Required task:
Find the line containing "Please drop a marker on the utility", then output it and every line after it through the end of the listing below, exactly as written.

Data for this exercise:
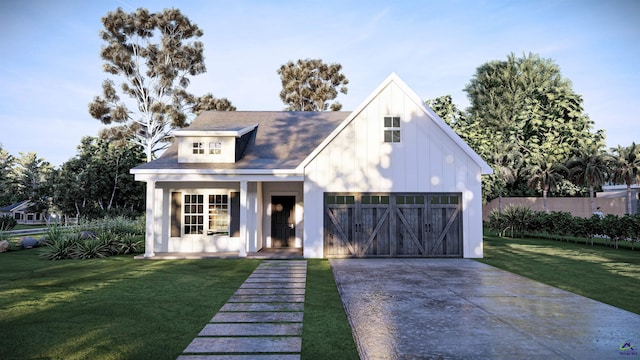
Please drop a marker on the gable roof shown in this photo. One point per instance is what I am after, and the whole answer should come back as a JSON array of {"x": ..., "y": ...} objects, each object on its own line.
[
  {"x": 394, "y": 78},
  {"x": 288, "y": 140},
  {"x": 283, "y": 139}
]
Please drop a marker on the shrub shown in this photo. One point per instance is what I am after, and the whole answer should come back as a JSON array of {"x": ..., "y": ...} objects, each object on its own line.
[
  {"x": 130, "y": 244},
  {"x": 7, "y": 222},
  {"x": 106, "y": 242},
  {"x": 63, "y": 247},
  {"x": 93, "y": 248},
  {"x": 118, "y": 225}
]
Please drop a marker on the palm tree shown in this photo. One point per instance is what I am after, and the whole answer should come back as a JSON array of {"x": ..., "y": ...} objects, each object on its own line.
[
  {"x": 505, "y": 160},
  {"x": 626, "y": 168},
  {"x": 590, "y": 167},
  {"x": 545, "y": 173}
]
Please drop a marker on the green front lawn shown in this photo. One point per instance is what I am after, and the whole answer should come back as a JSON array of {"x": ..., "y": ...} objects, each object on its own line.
[
  {"x": 602, "y": 273},
  {"x": 120, "y": 308}
]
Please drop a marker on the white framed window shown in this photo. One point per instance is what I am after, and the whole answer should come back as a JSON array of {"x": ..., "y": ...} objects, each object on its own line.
[
  {"x": 193, "y": 214},
  {"x": 391, "y": 129},
  {"x": 218, "y": 215},
  {"x": 198, "y": 148},
  {"x": 215, "y": 148}
]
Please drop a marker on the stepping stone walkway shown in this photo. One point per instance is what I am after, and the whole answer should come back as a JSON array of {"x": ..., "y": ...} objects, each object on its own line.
[{"x": 262, "y": 320}]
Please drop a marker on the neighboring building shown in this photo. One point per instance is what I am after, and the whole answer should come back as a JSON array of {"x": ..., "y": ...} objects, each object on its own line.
[
  {"x": 388, "y": 179},
  {"x": 620, "y": 191},
  {"x": 20, "y": 212}
]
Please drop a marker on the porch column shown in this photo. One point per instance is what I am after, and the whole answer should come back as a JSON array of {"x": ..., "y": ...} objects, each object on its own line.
[
  {"x": 150, "y": 213},
  {"x": 243, "y": 218}
]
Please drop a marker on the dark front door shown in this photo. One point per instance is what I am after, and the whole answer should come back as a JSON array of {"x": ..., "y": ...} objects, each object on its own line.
[{"x": 283, "y": 225}]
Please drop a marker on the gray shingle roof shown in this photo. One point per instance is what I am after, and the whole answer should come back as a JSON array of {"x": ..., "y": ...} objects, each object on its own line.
[{"x": 283, "y": 140}]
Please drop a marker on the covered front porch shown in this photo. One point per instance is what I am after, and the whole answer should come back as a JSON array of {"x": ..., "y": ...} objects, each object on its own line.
[
  {"x": 215, "y": 216},
  {"x": 265, "y": 253}
]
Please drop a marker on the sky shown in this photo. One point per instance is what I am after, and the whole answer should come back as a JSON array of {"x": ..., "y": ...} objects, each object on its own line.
[{"x": 50, "y": 68}]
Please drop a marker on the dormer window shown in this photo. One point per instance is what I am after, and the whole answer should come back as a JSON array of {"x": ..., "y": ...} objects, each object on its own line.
[
  {"x": 391, "y": 129},
  {"x": 198, "y": 148},
  {"x": 215, "y": 148}
]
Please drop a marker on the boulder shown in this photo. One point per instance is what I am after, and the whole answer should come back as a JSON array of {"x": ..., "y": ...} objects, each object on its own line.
[{"x": 28, "y": 242}]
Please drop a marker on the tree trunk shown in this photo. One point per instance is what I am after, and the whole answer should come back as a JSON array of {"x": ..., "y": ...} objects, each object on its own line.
[{"x": 629, "y": 198}]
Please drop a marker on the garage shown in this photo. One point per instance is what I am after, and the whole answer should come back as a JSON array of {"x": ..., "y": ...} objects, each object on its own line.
[{"x": 393, "y": 225}]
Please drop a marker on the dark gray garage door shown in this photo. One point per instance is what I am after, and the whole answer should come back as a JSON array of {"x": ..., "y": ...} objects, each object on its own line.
[{"x": 393, "y": 224}]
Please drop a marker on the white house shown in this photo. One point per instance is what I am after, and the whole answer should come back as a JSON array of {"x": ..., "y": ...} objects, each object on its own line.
[
  {"x": 388, "y": 179},
  {"x": 20, "y": 211}
]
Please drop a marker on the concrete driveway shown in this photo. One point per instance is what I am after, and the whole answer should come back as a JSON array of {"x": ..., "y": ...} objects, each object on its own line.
[{"x": 463, "y": 309}]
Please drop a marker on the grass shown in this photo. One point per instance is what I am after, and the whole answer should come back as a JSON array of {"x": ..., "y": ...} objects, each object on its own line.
[
  {"x": 601, "y": 273},
  {"x": 326, "y": 333},
  {"x": 113, "y": 308},
  {"x": 120, "y": 308}
]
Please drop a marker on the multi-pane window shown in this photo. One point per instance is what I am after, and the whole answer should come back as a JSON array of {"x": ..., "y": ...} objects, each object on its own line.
[
  {"x": 198, "y": 148},
  {"x": 193, "y": 214},
  {"x": 215, "y": 148},
  {"x": 391, "y": 129},
  {"x": 218, "y": 215}
]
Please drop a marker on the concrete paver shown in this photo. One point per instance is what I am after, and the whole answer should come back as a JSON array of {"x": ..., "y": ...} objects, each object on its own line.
[
  {"x": 245, "y": 345},
  {"x": 292, "y": 329},
  {"x": 259, "y": 317},
  {"x": 463, "y": 309},
  {"x": 262, "y": 320}
]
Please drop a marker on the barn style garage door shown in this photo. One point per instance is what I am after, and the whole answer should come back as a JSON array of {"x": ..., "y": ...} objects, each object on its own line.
[{"x": 395, "y": 224}]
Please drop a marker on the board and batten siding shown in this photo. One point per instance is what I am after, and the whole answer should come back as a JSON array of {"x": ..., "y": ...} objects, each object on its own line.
[{"x": 426, "y": 160}]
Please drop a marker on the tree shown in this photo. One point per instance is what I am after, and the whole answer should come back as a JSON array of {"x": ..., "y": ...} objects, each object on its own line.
[
  {"x": 590, "y": 167},
  {"x": 97, "y": 180},
  {"x": 154, "y": 54},
  {"x": 310, "y": 85},
  {"x": 32, "y": 175},
  {"x": 525, "y": 102},
  {"x": 444, "y": 107},
  {"x": 544, "y": 172},
  {"x": 504, "y": 161},
  {"x": 626, "y": 168},
  {"x": 7, "y": 184}
]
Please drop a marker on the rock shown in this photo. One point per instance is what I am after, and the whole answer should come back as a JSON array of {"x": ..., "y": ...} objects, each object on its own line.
[
  {"x": 28, "y": 242},
  {"x": 85, "y": 235}
]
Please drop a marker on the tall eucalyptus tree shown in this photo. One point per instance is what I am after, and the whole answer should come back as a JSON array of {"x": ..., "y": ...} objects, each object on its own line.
[
  {"x": 154, "y": 55},
  {"x": 311, "y": 85}
]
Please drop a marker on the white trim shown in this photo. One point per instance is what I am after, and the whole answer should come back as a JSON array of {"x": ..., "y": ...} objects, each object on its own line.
[
  {"x": 151, "y": 220},
  {"x": 235, "y": 133},
  {"x": 394, "y": 78},
  {"x": 244, "y": 215},
  {"x": 200, "y": 177}
]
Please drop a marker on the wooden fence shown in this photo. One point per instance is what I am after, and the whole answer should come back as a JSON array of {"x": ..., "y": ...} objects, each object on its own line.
[{"x": 576, "y": 206}]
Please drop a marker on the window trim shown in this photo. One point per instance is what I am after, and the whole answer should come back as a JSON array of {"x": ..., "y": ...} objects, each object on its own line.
[
  {"x": 215, "y": 148},
  {"x": 179, "y": 212},
  {"x": 197, "y": 148},
  {"x": 392, "y": 132}
]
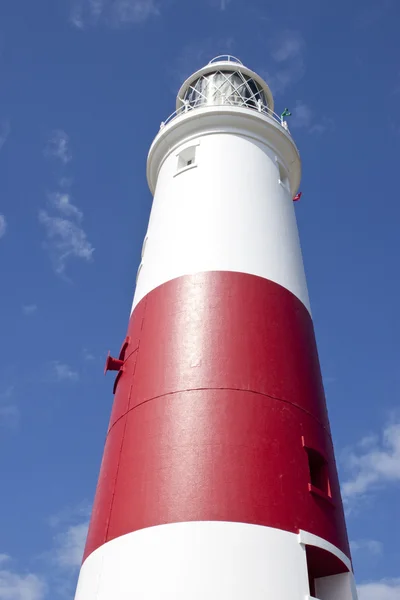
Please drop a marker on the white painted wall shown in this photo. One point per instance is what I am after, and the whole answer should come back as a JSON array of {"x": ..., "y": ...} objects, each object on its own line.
[
  {"x": 336, "y": 587},
  {"x": 197, "y": 561},
  {"x": 228, "y": 213}
]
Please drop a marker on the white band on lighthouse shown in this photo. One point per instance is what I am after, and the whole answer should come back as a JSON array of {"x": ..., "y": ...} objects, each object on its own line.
[
  {"x": 198, "y": 560},
  {"x": 224, "y": 182}
]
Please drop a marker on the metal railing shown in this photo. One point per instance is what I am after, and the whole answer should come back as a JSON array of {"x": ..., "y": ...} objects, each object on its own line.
[
  {"x": 225, "y": 58},
  {"x": 261, "y": 108}
]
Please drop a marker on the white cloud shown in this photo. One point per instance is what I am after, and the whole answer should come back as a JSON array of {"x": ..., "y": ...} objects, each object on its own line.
[
  {"x": 62, "y": 202},
  {"x": 4, "y": 132},
  {"x": 386, "y": 589},
  {"x": 3, "y": 225},
  {"x": 58, "y": 146},
  {"x": 70, "y": 545},
  {"x": 9, "y": 411},
  {"x": 29, "y": 309},
  {"x": 115, "y": 13},
  {"x": 63, "y": 372},
  {"x": 17, "y": 586},
  {"x": 287, "y": 64},
  {"x": 373, "y": 462},
  {"x": 65, "y": 238},
  {"x": 220, "y": 4},
  {"x": 372, "y": 546}
]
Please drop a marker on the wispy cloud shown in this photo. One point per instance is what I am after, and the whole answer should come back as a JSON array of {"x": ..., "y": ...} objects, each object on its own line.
[
  {"x": 15, "y": 585},
  {"x": 373, "y": 462},
  {"x": 9, "y": 411},
  {"x": 58, "y": 146},
  {"x": 286, "y": 65},
  {"x": 62, "y": 202},
  {"x": 372, "y": 546},
  {"x": 29, "y": 309},
  {"x": 70, "y": 545},
  {"x": 66, "y": 238},
  {"x": 3, "y": 225},
  {"x": 305, "y": 118},
  {"x": 5, "y": 129},
  {"x": 71, "y": 524},
  {"x": 63, "y": 372},
  {"x": 386, "y": 589},
  {"x": 114, "y": 13},
  {"x": 220, "y": 4}
]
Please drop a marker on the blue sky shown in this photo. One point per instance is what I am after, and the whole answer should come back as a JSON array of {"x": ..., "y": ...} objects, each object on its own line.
[{"x": 84, "y": 87}]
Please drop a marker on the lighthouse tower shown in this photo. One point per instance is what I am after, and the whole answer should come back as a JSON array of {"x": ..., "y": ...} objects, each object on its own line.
[{"x": 218, "y": 480}]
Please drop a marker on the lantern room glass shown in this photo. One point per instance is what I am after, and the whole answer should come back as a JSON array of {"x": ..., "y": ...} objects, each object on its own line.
[{"x": 231, "y": 88}]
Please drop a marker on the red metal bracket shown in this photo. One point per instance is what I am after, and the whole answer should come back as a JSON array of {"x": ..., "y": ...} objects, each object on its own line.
[{"x": 112, "y": 364}]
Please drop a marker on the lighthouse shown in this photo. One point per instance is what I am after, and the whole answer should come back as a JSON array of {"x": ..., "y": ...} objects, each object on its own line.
[{"x": 218, "y": 479}]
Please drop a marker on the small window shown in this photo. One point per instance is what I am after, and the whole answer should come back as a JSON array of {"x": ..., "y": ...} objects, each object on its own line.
[
  {"x": 319, "y": 472},
  {"x": 138, "y": 272},
  {"x": 187, "y": 158},
  {"x": 283, "y": 177},
  {"x": 144, "y": 246}
]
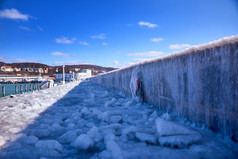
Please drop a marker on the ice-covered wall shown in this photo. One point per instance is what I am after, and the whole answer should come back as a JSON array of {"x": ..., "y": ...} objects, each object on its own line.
[{"x": 200, "y": 83}]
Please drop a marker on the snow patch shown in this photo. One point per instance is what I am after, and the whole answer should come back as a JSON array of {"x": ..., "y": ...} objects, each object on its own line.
[{"x": 175, "y": 135}]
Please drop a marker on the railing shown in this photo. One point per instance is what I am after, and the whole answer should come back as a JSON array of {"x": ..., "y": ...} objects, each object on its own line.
[{"x": 9, "y": 89}]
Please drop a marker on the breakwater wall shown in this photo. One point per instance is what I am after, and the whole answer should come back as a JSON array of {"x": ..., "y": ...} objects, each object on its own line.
[{"x": 199, "y": 83}]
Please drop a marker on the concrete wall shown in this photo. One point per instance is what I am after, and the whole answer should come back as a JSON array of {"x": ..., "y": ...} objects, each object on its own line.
[{"x": 200, "y": 83}]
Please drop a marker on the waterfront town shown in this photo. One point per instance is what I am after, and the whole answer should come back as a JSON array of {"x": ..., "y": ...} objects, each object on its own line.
[{"x": 26, "y": 72}]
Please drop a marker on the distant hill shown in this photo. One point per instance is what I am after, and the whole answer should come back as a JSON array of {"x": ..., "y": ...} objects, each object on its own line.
[
  {"x": 58, "y": 69},
  {"x": 30, "y": 65}
]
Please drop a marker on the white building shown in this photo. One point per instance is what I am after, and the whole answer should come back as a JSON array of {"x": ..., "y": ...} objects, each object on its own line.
[
  {"x": 86, "y": 73},
  {"x": 6, "y": 69}
]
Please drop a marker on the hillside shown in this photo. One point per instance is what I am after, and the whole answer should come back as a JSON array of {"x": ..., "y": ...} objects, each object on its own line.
[{"x": 57, "y": 69}]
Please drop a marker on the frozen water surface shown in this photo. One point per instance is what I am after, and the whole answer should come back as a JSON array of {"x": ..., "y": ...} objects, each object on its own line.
[{"x": 85, "y": 120}]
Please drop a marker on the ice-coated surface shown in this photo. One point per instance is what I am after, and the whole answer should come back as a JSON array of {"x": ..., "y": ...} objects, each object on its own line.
[
  {"x": 74, "y": 121},
  {"x": 175, "y": 135},
  {"x": 199, "y": 83}
]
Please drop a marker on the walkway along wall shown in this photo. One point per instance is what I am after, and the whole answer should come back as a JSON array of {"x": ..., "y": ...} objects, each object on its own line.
[{"x": 200, "y": 83}]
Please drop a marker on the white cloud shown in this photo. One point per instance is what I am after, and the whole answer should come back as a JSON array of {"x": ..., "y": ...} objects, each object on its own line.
[
  {"x": 140, "y": 60},
  {"x": 178, "y": 46},
  {"x": 13, "y": 14},
  {"x": 99, "y": 36},
  {"x": 59, "y": 63},
  {"x": 5, "y": 59},
  {"x": 24, "y": 28},
  {"x": 156, "y": 39},
  {"x": 65, "y": 40},
  {"x": 59, "y": 54},
  {"x": 150, "y": 25},
  {"x": 116, "y": 62},
  {"x": 104, "y": 43},
  {"x": 147, "y": 54},
  {"x": 83, "y": 43}
]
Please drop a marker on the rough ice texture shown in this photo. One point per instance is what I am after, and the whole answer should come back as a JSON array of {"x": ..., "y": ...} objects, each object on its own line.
[
  {"x": 175, "y": 135},
  {"x": 199, "y": 83},
  {"x": 83, "y": 142}
]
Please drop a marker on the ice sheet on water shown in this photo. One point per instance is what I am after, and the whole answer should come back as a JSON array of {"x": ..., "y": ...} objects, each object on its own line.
[
  {"x": 175, "y": 135},
  {"x": 68, "y": 137},
  {"x": 132, "y": 134},
  {"x": 83, "y": 142},
  {"x": 49, "y": 144}
]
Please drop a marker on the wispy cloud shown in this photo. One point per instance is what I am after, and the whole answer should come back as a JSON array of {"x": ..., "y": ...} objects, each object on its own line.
[
  {"x": 14, "y": 14},
  {"x": 65, "y": 40},
  {"x": 24, "y": 28},
  {"x": 70, "y": 63},
  {"x": 147, "y": 54},
  {"x": 104, "y": 43},
  {"x": 83, "y": 43},
  {"x": 99, "y": 36},
  {"x": 5, "y": 59},
  {"x": 178, "y": 46},
  {"x": 116, "y": 62},
  {"x": 59, "y": 54},
  {"x": 156, "y": 39},
  {"x": 140, "y": 60},
  {"x": 148, "y": 24},
  {"x": 40, "y": 28}
]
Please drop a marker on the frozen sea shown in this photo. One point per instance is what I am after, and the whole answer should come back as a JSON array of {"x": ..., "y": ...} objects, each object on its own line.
[{"x": 85, "y": 120}]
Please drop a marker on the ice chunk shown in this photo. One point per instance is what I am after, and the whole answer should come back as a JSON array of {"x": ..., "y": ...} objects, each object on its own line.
[
  {"x": 175, "y": 135},
  {"x": 32, "y": 140},
  {"x": 115, "y": 150},
  {"x": 94, "y": 134},
  {"x": 19, "y": 137},
  {"x": 166, "y": 116},
  {"x": 148, "y": 138},
  {"x": 85, "y": 111},
  {"x": 68, "y": 137},
  {"x": 56, "y": 129},
  {"x": 109, "y": 136},
  {"x": 83, "y": 142},
  {"x": 2, "y": 141},
  {"x": 110, "y": 103},
  {"x": 105, "y": 155},
  {"x": 116, "y": 118},
  {"x": 49, "y": 144},
  {"x": 104, "y": 116},
  {"x": 136, "y": 84}
]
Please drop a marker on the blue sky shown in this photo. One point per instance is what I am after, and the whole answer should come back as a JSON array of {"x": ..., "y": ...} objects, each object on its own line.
[{"x": 113, "y": 33}]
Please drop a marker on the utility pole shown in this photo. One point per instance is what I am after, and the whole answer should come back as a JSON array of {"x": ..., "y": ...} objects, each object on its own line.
[{"x": 63, "y": 75}]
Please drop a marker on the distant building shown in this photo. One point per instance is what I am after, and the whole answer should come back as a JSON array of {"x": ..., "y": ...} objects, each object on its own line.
[
  {"x": 16, "y": 69},
  {"x": 45, "y": 70},
  {"x": 40, "y": 70},
  {"x": 86, "y": 73},
  {"x": 6, "y": 68},
  {"x": 27, "y": 69}
]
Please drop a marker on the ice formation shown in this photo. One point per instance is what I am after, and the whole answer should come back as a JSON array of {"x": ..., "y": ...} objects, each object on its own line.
[
  {"x": 73, "y": 121},
  {"x": 136, "y": 84}
]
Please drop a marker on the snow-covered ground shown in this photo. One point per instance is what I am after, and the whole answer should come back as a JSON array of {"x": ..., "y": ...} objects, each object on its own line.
[{"x": 85, "y": 120}]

Result of this exercise:
Please drop a marker on the utility pole shown in this photo. One point per instance is what I am after, and the whole answer should come back as a JSON array of {"x": ..., "y": ...} objects, each object on its own line.
[{"x": 63, "y": 75}]
Please drop a marker on the distant building shown in this photo. One point per instance is what I am after, and the whole answer should come back as a JSON array of {"x": ..., "y": ...} objects, each object on its own line.
[
  {"x": 16, "y": 69},
  {"x": 45, "y": 70},
  {"x": 40, "y": 70},
  {"x": 86, "y": 73},
  {"x": 6, "y": 68},
  {"x": 27, "y": 69}
]
Please drop a marker on the ice formation shown in this photo. One point per instance is what I am after, and the whole answer should come back as a JSON array of {"x": ..., "y": ...} objects, each object on its own line.
[
  {"x": 73, "y": 121},
  {"x": 136, "y": 84}
]
Please drop a marker on the snow-covered ground shown in this photo. One point per instance is what I am after, and the whole answer should come back as a JSON array of {"x": ..., "y": ...} objects, each object on its own line.
[{"x": 85, "y": 120}]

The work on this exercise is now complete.